“When we think of where Iran is, its place in history, going back 2,500 years, its place geographically, where it is the bridge between Europe and Asia, where it is the opening ot the Indian Ocean and South Asia, and also to the Mideast, when we thinkg also of the very strategic place that Iran occupies in that critical area of the world which many believe is potentially the most explosive part, the whole area of the Mideast and the Indian Ocean, I can only say that those who want peace, as you want it and as I want it and as all of us in this room want it, those of us who believe in peace, we are fortunate that Your Majesty occupies the place of leadership that you occupy today.”
-President Nixon in a toast to the Shah of Iran, July 24, 1973
Those were the words of President Nixon at a time when he and the Shah of Iran were important strategic partners during the Cold War, working together to keep the Soviet Union from dominating the Middle East and Persian Gulf. President Nixon’s words resonate today, as the Middle East remains a critical source for the world’s energy needs and Iran commands priority on the U.S. foreign policy agenda.

• • • •

* Your assignment: According to the passage on Nixon's toast to the Shah, why do President Nixon's words still resonate today?

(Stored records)
• • • •

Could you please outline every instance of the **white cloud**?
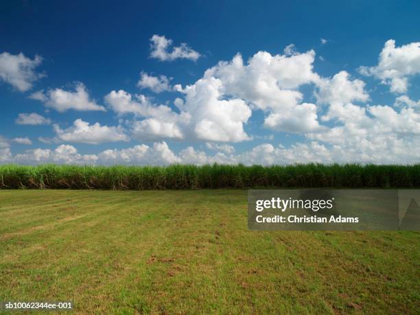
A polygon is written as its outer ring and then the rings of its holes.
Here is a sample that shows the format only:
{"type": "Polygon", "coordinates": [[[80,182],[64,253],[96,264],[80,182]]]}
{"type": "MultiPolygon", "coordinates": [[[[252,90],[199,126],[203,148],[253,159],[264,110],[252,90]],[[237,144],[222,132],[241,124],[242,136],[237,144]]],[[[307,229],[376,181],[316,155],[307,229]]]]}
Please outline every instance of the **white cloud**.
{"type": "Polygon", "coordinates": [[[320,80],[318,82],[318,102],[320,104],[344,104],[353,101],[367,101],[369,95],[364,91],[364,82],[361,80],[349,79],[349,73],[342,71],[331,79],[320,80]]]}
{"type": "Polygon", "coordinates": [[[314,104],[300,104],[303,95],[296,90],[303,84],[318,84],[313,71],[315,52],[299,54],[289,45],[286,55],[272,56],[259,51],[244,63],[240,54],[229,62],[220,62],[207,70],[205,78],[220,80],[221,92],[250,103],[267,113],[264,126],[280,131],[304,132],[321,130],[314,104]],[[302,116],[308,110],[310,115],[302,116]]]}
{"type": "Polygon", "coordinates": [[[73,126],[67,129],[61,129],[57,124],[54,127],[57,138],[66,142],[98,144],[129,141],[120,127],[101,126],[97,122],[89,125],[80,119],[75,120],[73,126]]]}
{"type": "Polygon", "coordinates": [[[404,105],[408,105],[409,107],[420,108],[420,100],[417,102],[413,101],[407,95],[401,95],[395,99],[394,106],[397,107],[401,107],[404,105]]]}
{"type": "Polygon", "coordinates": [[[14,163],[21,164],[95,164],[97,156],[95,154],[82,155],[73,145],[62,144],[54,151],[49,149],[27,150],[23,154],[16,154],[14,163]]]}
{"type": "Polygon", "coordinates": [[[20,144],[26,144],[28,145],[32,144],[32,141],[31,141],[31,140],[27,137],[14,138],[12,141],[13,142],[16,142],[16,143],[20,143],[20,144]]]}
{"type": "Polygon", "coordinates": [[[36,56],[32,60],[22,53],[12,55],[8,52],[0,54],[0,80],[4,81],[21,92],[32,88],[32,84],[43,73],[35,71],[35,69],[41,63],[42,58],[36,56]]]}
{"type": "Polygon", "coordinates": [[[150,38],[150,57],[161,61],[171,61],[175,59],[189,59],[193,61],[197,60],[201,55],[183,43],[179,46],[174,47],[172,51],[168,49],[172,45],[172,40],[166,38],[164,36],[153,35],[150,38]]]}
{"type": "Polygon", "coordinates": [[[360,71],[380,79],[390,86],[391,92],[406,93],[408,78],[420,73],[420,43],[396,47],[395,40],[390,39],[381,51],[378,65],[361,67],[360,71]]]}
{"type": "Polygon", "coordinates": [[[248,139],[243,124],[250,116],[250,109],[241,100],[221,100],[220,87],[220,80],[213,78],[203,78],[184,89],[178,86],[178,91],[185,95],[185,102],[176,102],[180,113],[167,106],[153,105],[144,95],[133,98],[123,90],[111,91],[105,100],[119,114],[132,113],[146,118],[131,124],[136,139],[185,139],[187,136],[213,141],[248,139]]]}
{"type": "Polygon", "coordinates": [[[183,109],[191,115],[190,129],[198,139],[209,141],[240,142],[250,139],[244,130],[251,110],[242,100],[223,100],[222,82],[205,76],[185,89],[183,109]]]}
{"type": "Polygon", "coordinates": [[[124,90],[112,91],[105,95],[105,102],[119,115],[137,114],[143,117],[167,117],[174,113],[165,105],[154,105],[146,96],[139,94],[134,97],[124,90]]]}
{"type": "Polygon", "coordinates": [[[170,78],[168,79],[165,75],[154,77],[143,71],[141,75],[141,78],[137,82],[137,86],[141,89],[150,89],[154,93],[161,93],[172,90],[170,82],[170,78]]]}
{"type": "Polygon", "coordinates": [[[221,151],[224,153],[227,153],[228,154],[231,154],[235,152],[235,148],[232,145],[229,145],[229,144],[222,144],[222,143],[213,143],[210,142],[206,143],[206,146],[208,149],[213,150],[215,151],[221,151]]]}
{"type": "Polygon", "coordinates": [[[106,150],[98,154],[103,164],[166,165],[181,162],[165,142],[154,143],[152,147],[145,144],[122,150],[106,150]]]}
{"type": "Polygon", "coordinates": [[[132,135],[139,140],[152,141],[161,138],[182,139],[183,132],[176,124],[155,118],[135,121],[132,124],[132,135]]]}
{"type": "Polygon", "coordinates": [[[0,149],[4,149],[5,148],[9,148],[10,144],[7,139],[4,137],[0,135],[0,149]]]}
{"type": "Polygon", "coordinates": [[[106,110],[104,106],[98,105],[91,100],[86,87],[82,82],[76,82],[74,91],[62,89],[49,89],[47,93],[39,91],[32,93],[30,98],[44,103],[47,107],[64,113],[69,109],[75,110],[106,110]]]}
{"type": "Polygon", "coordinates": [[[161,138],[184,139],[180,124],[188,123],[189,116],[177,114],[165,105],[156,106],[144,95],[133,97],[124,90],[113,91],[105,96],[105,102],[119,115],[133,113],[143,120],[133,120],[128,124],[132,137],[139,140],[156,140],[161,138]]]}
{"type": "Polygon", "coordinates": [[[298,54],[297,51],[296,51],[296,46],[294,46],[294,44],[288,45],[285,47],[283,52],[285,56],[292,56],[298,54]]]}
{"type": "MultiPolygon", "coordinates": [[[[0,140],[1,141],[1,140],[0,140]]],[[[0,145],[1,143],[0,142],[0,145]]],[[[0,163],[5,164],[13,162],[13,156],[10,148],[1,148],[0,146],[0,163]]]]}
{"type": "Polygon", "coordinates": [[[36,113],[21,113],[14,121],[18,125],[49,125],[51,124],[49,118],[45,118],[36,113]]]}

• • • •

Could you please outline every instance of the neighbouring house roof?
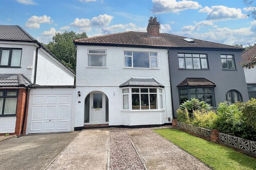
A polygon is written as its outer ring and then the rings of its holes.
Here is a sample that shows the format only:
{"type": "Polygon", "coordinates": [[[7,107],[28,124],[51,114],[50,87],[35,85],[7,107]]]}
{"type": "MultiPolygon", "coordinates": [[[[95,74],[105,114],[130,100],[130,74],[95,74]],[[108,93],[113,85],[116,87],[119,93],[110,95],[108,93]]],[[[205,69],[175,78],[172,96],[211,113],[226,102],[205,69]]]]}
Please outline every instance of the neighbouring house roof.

• • • •

* Result for this exercise: They resonate because the Middle East remains a critical source for the world's energy needs, and Iran commands priority on the U.S. foreign policy agenda.